_Directions for this task:_
Please render every line of the items below as a Markdown table with the columns Row and Line, numbering each row and omitting blank lines. Leave the pictures out of the answer.

_Records shown:_
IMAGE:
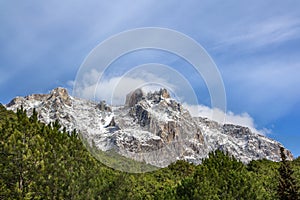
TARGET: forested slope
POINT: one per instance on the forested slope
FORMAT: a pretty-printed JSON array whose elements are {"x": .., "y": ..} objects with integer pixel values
[{"x": 38, "y": 161}]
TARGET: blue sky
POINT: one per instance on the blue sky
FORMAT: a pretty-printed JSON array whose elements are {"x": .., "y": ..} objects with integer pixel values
[{"x": 256, "y": 46}]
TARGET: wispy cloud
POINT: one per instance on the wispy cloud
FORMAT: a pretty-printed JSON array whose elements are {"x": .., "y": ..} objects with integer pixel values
[{"x": 261, "y": 33}]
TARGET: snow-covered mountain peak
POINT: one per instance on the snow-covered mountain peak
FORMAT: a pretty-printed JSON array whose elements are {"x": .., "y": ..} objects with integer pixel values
[{"x": 151, "y": 127}]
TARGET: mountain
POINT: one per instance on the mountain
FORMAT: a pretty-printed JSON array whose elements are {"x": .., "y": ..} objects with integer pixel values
[{"x": 151, "y": 127}]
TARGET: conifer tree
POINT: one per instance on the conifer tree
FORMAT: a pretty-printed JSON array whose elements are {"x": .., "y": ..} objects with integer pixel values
[{"x": 287, "y": 188}]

_The completed task:_
| Row | Line |
|---|---|
| 1 | IMAGE: |
| 2 | TARGET: forested slope |
| 3 | POINT: one per instance on the forested slope |
| 4 | FORMAT: a pretty-printed JSON array whose elements are {"x": .., "y": ..} objects with integer pixel values |
| 5 | [{"x": 38, "y": 161}] |
| 6 | TARGET: blue sky |
| 7 | POINT: one per instance on the blue sky |
| 8 | FORMAT: a pretty-printed JSON array whose elements are {"x": .., "y": ..} objects with integer pixel values |
| 9 | [{"x": 256, "y": 46}] |
| 10 | TARGET: wispy cloud |
| 11 | POINT: one per instance on the wispy cloud |
| 12 | FORMAT: a pretty-printed JSON array whose elements are {"x": .., "y": ..} objects with integer pixel values |
| 13 | [{"x": 261, "y": 33}] |
| 14 | TARGET: snow-covered mountain peak |
| 15 | POINT: one per instance on the snow-covered mountain peak |
| 16 | FORMAT: a pretty-printed JSON array whose elements are {"x": .., "y": ..} objects with integer pixel values |
| 17 | [{"x": 151, "y": 127}] |
| 18 | TARGET: mountain |
| 19 | POINT: one per instance on the mountain |
| 20 | FORMAT: a pretty-printed JSON array whose elements are {"x": .., "y": ..} objects with integer pixel values |
| 21 | [{"x": 151, "y": 127}] |
| 22 | TARGET: conifer tree |
| 23 | POINT: one per instance on the conifer tree |
| 24 | FORMAT: a pretty-printed JSON array whose elements are {"x": .., "y": ..} objects with integer pixel values |
| 25 | [{"x": 287, "y": 188}] |